◆ ACTIVITY
Your job is to reproduce all of the data exactly.

◆ DATA
+--
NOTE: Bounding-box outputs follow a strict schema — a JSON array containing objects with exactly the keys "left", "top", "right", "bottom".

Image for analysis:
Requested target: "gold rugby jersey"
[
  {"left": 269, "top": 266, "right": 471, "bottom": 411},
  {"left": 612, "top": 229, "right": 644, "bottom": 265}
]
+--
◆ TASK RESPONSE
NOTE: Bounding-box outputs follow a strict schema — a JSON array containing objects with exactly the keys "left", "top", "right", "bottom".

Image for analysis:
Requested target: "gold rugby jersey"
[
  {"left": 269, "top": 266, "right": 471, "bottom": 411},
  {"left": 612, "top": 229, "right": 644, "bottom": 265}
]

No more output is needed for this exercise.